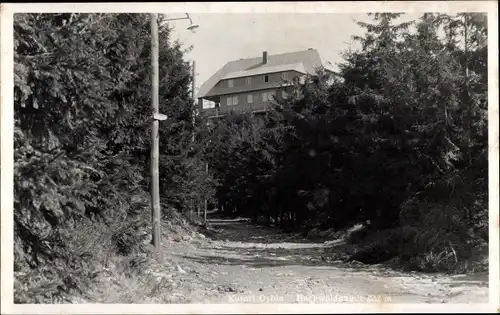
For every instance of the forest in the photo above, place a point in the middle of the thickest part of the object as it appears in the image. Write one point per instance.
(396, 140)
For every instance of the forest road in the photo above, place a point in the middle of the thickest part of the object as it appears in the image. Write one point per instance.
(258, 264)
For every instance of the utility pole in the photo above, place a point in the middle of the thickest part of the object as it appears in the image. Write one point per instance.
(155, 182)
(206, 202)
(193, 120)
(193, 89)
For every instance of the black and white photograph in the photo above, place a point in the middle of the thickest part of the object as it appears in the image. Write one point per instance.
(189, 156)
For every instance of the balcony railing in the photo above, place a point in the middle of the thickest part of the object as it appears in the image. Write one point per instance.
(221, 112)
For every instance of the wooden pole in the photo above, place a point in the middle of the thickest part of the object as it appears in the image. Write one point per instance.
(193, 120)
(155, 182)
(206, 201)
(193, 89)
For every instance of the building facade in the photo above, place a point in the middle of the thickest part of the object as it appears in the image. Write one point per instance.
(251, 85)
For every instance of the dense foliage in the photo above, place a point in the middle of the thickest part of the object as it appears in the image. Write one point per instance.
(82, 101)
(398, 137)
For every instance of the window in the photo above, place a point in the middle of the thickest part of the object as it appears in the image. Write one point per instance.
(268, 96)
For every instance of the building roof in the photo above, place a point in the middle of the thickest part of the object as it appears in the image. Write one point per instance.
(299, 67)
(305, 61)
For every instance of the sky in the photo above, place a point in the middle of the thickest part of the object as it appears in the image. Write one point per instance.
(223, 37)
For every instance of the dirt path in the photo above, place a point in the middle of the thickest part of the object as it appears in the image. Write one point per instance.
(255, 264)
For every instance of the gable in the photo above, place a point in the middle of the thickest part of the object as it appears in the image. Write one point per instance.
(309, 60)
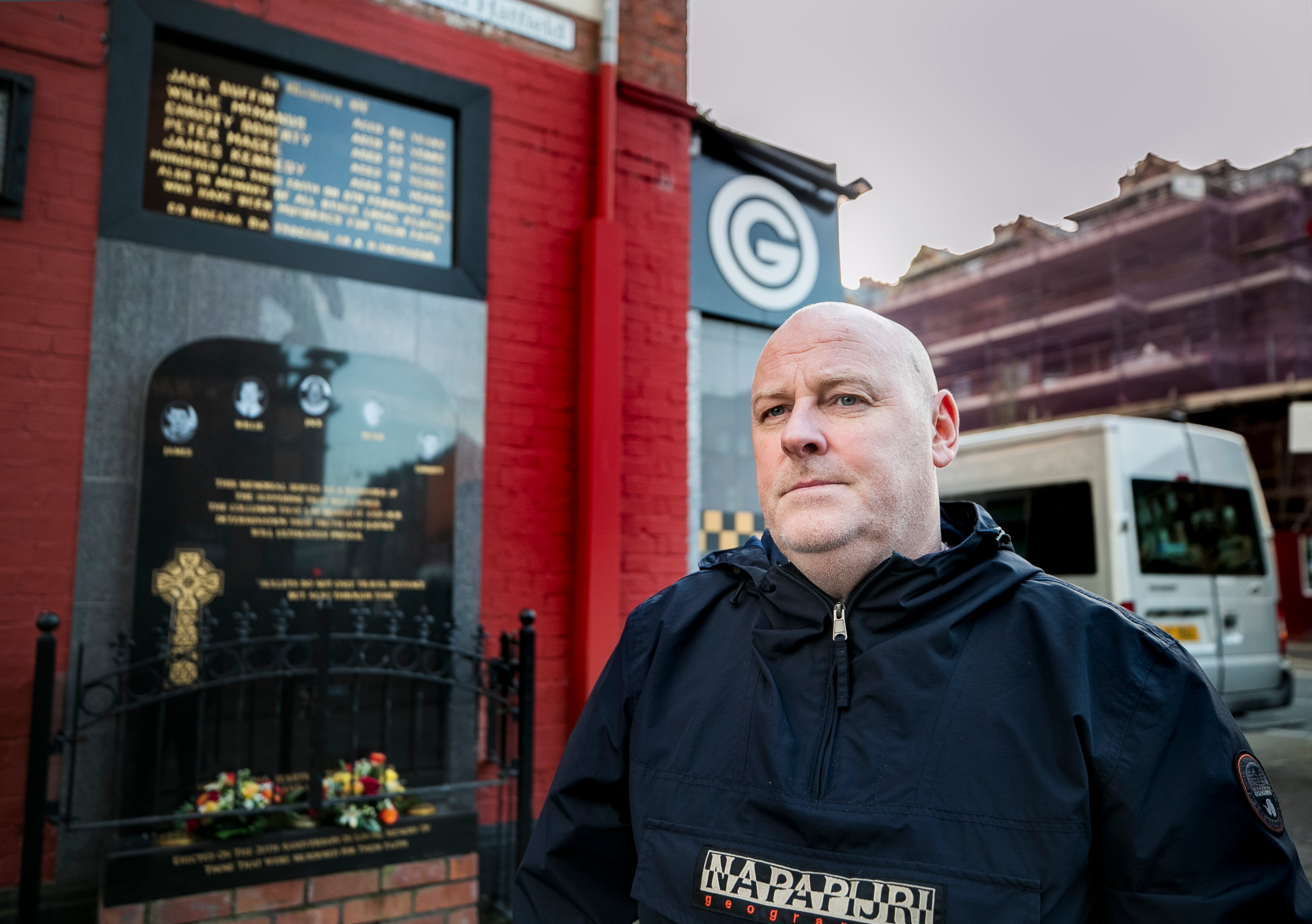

------------

**Aim of the exercise:** Keep the pictures out of your copy. Copy only the lines from the line that holds "For every instance of the building roof" through the last line of the listing above, both included.

**Solution for this problem:**
For every instance of the building roof in the photo above, place a point in the middle of the thickest part of the object as it appears in the image. Write one point per instance.
(299, 67)
(305, 61)
For every instance of the sky in the photo above, place a point in the middle of the thickest part of the object as it appears in the image. Write one point per instance.
(223, 37)
For every instance of the dirt path in the photo above, place a point in the middle of the thickest part of the object as it appears in the image. Write one point per instance.
(255, 264)
For every instance of the gable in the photo above, place a point in the middle of the thickest part of the object as it appears in the image. Write one point per instance.
(309, 60)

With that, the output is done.